▶ [Data excerpts]:
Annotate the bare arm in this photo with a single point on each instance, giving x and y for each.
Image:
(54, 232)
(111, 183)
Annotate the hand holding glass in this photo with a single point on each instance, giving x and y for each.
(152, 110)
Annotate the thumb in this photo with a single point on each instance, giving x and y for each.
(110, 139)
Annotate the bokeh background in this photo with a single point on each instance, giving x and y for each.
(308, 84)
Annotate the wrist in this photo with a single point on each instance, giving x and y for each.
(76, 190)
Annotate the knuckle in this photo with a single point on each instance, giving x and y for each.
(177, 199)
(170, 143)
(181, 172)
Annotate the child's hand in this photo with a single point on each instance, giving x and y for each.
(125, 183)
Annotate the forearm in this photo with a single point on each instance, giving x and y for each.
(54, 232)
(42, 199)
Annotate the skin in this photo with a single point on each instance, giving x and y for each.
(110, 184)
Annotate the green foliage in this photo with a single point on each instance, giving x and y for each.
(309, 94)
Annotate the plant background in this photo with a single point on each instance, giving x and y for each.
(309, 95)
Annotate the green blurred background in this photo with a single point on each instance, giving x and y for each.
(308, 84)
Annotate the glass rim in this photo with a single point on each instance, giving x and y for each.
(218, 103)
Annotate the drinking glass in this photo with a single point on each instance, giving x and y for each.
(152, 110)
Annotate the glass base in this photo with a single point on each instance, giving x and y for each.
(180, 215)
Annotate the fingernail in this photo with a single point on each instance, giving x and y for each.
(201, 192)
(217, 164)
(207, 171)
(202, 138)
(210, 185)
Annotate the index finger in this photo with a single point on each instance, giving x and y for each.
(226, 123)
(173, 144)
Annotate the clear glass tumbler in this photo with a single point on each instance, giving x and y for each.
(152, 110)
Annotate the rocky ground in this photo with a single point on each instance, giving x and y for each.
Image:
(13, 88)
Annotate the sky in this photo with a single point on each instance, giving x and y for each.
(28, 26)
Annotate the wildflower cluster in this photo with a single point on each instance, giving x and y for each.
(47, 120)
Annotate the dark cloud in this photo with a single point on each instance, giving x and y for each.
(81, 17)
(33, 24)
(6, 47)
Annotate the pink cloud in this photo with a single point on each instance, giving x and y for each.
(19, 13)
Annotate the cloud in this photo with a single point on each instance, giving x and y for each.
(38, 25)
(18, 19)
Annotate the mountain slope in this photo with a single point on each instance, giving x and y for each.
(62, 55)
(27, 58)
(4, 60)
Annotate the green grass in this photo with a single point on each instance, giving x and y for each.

▶ [Task requirements]: The required result is a verbatim copy of all the entries.

▶ [Exercise solution]:
Annotate the bare arm in this photo with a single point on each instance, giving x and y for each.
Image:
(54, 232)
(111, 183)
Annotate the hand holding glass in this photo with a single point on each instance, giving x and y for each.
(152, 110)
Annotate the thumb in this photo with a single point on each instance, giving x and y for each.
(110, 139)
Annotate the bokeh background in this photo with a single point on each instance, giving x and y for each.
(308, 84)
Annotate the wrist in this photo with a single point on each instance, giving x and y for each.
(76, 190)
Annotate the knuckle in this photo with a single point on each instance, giving x and y for each.
(177, 199)
(170, 143)
(181, 172)
Annotate the child's hand in this photo with a single point on each instance, giving x and y for each.
(125, 183)
Annotate the forearm in this photo with a single point on each instance, giving x and y for each.
(54, 232)
(42, 199)
Annotate the skin in this photo with a single point on each instance, giving x and y for each.
(110, 184)
Annotate the green foliage in this photo with a single point on each instance, giving x and y for each.
(309, 94)
Annotate the plant background in this photo with a single point on each instance, giving x and y for each.
(309, 95)
Annotate the green blurred background in this photo with a single point on each instance, giving x and y for each.
(308, 84)
Annotate the glass rim in this photo with a single point on each instance, giving x and y for each.
(218, 103)
Annotate the drinking glass in this photo with a single point on each instance, giving x and y for each.
(152, 110)
Annotate the glass base in this photo with a single point on each instance, giving x and y for each.
(180, 215)
Annotate the fingernail in this photo with a single point on each instance, giving x and y for each.
(201, 192)
(217, 164)
(207, 171)
(202, 138)
(210, 185)
Annotate the index finger in this photo with a single point on each instance, giving x and y for each.
(226, 123)
(173, 144)
Annotate the clear glass tumbler in this photo with a single point on each instance, giving x and y for each.
(152, 110)
Annotate the rocky ground in this photo with a single point on each instance, giving x and y for each.
Image:
(13, 88)
Annotate the sky in this photo with a single point on each instance, giving x and y for each.
(28, 26)
Annotate the wildflower cluster in this photo with a single point on each instance, giving x and y for each.
(47, 120)
Annotate the dark cloud in this photo with a single point on each instance, giving x and y for each.
(81, 17)
(33, 24)
(6, 47)
Annotate the pink cloud in this photo with a single point on each instance, giving x and y for each.
(19, 13)
Annotate the cloud in this photo with a single point on each instance, giving x and y for each.
(38, 25)
(18, 19)
Annotate the mountain slope in this photo with a single point on each instance, giving x and y for each.
(62, 55)
(27, 58)
(4, 60)
Annotate the green grass in this photo with a single point on each instance, giving x and y for each.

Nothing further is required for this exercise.